DATA FOR THIS TASK
▬▬▬▬▬▬▬▬▬▬
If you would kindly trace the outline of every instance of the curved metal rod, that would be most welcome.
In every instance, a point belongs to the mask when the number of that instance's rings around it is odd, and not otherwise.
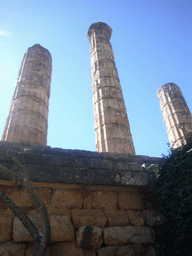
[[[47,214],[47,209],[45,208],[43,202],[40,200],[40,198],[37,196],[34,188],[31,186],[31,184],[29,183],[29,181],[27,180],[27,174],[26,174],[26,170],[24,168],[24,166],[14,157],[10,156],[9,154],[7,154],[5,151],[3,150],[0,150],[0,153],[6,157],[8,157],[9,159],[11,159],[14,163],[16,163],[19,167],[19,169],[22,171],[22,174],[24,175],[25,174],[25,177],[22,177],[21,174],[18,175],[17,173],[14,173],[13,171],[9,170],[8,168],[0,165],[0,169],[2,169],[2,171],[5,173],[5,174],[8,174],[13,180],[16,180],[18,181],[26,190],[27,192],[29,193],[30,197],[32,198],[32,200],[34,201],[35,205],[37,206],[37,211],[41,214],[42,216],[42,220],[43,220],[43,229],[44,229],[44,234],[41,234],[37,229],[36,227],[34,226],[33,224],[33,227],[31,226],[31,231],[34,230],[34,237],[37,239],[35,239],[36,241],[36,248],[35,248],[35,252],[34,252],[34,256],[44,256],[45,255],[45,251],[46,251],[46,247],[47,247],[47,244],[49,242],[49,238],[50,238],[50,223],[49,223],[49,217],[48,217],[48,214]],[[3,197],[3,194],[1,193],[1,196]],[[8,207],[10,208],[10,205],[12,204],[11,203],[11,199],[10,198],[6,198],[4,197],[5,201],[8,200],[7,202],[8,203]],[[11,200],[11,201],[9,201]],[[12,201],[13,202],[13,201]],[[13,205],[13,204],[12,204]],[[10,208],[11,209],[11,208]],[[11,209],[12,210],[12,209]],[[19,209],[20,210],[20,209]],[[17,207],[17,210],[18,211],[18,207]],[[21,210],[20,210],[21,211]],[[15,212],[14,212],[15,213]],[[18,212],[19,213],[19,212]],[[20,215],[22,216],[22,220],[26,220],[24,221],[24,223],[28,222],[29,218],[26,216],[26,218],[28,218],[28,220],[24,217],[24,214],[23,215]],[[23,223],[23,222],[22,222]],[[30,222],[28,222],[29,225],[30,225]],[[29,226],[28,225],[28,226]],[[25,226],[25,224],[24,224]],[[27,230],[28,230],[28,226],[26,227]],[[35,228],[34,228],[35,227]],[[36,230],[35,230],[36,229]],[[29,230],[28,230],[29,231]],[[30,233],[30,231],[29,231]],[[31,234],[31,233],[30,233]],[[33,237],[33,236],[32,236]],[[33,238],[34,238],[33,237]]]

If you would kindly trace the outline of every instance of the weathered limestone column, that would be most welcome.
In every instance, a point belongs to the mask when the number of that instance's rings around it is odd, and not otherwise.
▬▬▬▬▬▬▬▬▬▬
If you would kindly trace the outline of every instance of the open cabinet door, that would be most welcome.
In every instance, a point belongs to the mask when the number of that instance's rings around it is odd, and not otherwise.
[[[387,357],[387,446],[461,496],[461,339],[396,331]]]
▬▬▬▬▬▬▬▬▬▬
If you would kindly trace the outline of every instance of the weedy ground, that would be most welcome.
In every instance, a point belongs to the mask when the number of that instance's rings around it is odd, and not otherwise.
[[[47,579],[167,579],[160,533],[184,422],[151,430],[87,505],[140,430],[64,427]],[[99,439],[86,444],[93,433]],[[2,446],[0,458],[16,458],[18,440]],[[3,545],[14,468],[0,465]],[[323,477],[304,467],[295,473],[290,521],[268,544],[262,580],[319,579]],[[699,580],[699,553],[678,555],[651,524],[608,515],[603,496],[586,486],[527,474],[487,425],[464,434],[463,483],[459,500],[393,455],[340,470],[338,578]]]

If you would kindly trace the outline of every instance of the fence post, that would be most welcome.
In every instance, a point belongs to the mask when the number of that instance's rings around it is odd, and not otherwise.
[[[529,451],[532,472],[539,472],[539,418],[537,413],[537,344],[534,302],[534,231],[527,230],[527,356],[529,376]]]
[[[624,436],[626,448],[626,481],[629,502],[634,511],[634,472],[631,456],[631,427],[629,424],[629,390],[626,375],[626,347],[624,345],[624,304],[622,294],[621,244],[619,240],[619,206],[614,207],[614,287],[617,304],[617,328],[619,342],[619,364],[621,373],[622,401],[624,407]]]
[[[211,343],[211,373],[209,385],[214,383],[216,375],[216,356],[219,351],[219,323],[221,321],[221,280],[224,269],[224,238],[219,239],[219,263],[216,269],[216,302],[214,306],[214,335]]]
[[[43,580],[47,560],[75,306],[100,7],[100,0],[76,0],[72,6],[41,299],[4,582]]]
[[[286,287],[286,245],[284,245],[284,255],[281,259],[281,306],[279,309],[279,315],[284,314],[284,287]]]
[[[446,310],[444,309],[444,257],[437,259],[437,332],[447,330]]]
▬▬▬▬▬▬▬▬▬▬
WORK REQUIRED
Return every line of the entries above that contains the word "most".

RESPONSE
If you would kindly trace the outline of every instance of the curved metal rod, that would be most welcome.
If you would kindly trace the outline of every instance of the weathered limestone column, that would be most welcome.
If you would kindly trace the outline of every instance of the open cabinet door, that would be most welcome.
If you would kindly trace the outline of every instance of the weedy ground, that would be most welcome.
If you would kindly trace the outline of every instance of the fence post, that would be most welcome.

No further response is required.